■ **SET TASK 1**
Answer these about the de-identification thread, one answer per line, marked the same way:
(a) What does Rob van Eijk ask whether a party should be required, by a normative MUST, to provide?
(b) Does David Singer define de-identification by the process or by the result?
(c) According to Mike O'Neill, what should be done with tracking data collected in error?
■ **SET TASK 2**
Write the next part of the de-identification thread, picking up after its last line.

■ **PAGE**
Re: Deidentification (ISSUE-188) from Rob van Eijk on 2014-08-14 (public-tracking@w3.org from August 2014)

From: Rob van Eijk <rob@blaeu.com>
Date: Fri, 15 Aug 2014 01:04:51 +0200
To: David Singer <singer@apple.com>
Cc: "Mike O'Neill" <michael.oneill@baycloud.com>, Justin Brookman <jbrookman@cdt.org>, public-tracking@w3.org
Message-ID: <5c4436a7b2c89ee5440d0a549bd782b9@xs4all.nl>
If the definition gets adopted, wouldn't it be fair to the user to 
include text with a normative MUST for a party to provide detailed 
information about the details of the de-identification process(es) it 
applies? Transparency should do it's work to prevent "de-identification 
by obscurity".

Is the group willing to consider such a normative obligation?

Rob

David Singer schreef op 2014-08-14 22:04:
> On Aug 14, 2014, at 12:20 , Mike O'Neill <michael.oneill@baycloud.com> 
> wrote:
> 
>> -----BEGIN PGP SIGNED MESSAGE-----
>> Hash: SHA1
>> 
>> I agree, using a verb assumes that you already have data about people 
>> and you apply a de-identifying process to it. It is the process that 
>> is hard to define, without leaving loopholes.
> 
> Precisely.  I am not trying to define a process; I am defining by the
> result.  The result is a set of data that will never be linked to any
> specific user, user-agent, or device, by a suitable combination of
> technical (deidentification) measures, and restrictions (e.g. you are
> not allowed to try, you are not allowed to distribute this to anyone
> unless they agree not to try, and so on).  I don’t want to define the
> technical processes or the restrictions, just the result;  the data
> never gets linked to a specific user, user-agent, or device, ever
> again.
> 
>> 
>> What is in scope is tracking data, and DNT should just mean do not 
>> collect it (unless you claim a permitted use). If you have collected 
>> in error just delete it.
>> 
>> Maybe that is all we need to say.

■ **EXTRACTED MATERIAL**
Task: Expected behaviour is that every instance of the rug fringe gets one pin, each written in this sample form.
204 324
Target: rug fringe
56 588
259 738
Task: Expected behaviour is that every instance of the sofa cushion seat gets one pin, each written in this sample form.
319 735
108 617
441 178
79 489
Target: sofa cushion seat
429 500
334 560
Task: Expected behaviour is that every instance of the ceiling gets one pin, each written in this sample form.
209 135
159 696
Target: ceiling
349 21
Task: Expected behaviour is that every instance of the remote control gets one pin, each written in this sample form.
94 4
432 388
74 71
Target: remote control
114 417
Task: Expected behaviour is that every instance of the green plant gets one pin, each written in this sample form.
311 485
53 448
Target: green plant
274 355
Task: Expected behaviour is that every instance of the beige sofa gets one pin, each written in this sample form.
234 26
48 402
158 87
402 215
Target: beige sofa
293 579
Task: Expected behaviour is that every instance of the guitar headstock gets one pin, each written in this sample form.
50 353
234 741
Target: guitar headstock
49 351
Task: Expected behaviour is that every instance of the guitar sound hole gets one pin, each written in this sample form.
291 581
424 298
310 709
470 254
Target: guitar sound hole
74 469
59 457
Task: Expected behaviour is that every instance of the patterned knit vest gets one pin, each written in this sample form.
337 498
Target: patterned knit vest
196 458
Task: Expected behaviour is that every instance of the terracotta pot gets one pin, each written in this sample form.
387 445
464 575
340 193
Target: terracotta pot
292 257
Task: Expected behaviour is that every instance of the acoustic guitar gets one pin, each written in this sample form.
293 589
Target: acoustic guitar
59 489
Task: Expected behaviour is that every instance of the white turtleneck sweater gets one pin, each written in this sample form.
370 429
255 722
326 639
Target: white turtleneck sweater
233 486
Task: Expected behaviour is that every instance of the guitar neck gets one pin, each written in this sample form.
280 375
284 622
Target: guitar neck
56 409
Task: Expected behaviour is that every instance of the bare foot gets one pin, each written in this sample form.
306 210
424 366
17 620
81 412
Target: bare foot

■ **WRITTEN ANSWER 1**
(a) Detailed information about the de-identification process(es) it applies.
(b) By the result.
(c) It should be deleted.

■ **WRITTEN ANSWER 2**
> 
> Maybe you need to review where we use the term again.
> 
> 1.  Third parties can collect data if
>   a) they have an exception
>   b) they have a permitted use
>   c) it’s deidentified
> 2.  Unknowing collection.  You have to render the data out of scope or
> delete it, and out of scope means you have permanently deidentified
> it.
> 3. Discussed but not yet in the spec.: the ‘raw data’ problem
> (companies cannot process raw logs in real time). Keep the raw data
> until you can process it, but the raw data has only 3 possible exits
> (like third party data):
>   a) it’s identifiable, but the user allowed you to collect it
>   b) it’s identifiable, but there is a permitted use you claim and you
> adhere to the restrictions of that permitted use
>   c) it’s not identifiable, it’s been deidentified
> 
> For all these, we need a definition of what data in a deidentified
> state means.  To me, it means it’s got detached from any given user
> (user-agent, or device) and can and/or will never be reattached.
> 
>> 
>> Mike
>> 
>> 
>>> -----Original Message-----
>>> From: Rob van Eijk [mailto:rob@blaeu.com]
>>> Sent: 14 August 2014 19:55
>>> To: David Singer
>>> Cc: Justin Brookman; public-tracking@w3.org; Mike O'Neill
>>> Subject: Re: Deidentification (ISSUE-188)
>>> 
>>> The core of my issue, which may be a symantic issue, is that the 
>>> current
>>> text is fixed on the word identification. To me it is not clear 
>>> enough
>>> from the current definition that anything else than the 'one way 
>>> street'
>>> is considered re-identification. The definition must be more specific 
>>> on
>>> this point.
>>> 
>>> Does cookie-syncing (which is commonly used in real-time bidding)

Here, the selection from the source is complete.